=== TASK MATERIAL ===
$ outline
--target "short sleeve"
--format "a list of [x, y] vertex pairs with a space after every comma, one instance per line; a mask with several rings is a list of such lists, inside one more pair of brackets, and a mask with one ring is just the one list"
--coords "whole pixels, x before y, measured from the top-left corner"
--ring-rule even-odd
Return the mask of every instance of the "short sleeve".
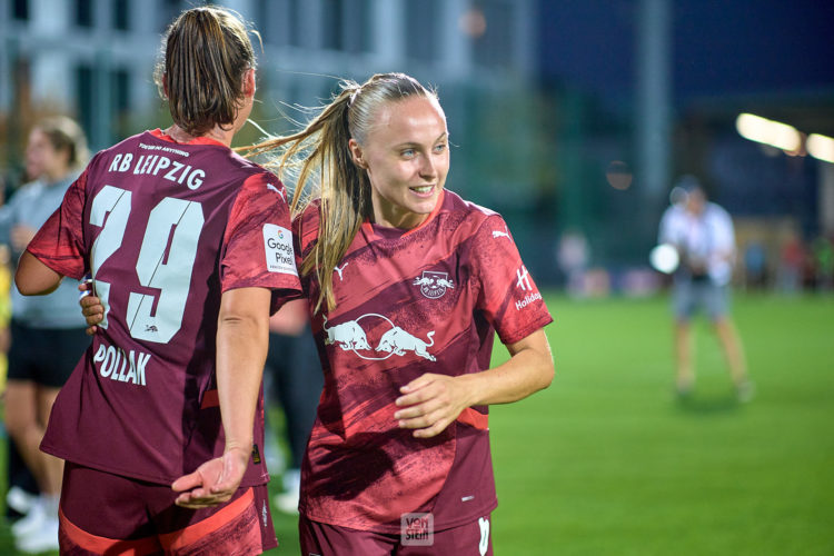
[[269, 172], [247, 178], [229, 214], [220, 261], [222, 291], [275, 291], [272, 312], [300, 295], [284, 185]]
[[481, 224], [471, 246], [479, 291], [476, 308], [495, 327], [502, 342], [522, 340], [553, 321], [500, 216], [492, 215]]
[[87, 272], [83, 209], [88, 170], [67, 189], [58, 210], [40, 227], [27, 250], [49, 268], [80, 280]]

=== WHAT IS REQUIRED ===
Scale the records above: write out every line again, changing only the polygon vertex coordinates in the answers, each multiplied by 1.25 and rounded to the nearest whole number with halves rounded up. Leave the pictures out of your answer.

=== ANSWER TO THE EXERCISE ===
$ outline
--target "short sleeve"
--format "a list of [x, y] vertex pairs with a space after every comma, one instance per line; a mask with several rings is a list of such lists, inside one more pair of brackets, and a mask with one ring is just the one list"
--coords "whole pixels, x before y, measured from the top-left corner"
--ring-rule even-odd
Return the mask of every instance of the "short sleeve".
[[336, 215], [309, 223], [286, 268], [275, 326], [278, 364], [344, 364], [340, 390], [375, 369], [355, 231]]
[[601, 280], [589, 308], [599, 364], [595, 385], [619, 409], [628, 428], [653, 425], [691, 401], [625, 270], [615, 269]]
[[109, 340], [104, 261], [110, 213], [84, 236], [73, 263], [50, 284], [34, 313], [61, 335], [100, 350]]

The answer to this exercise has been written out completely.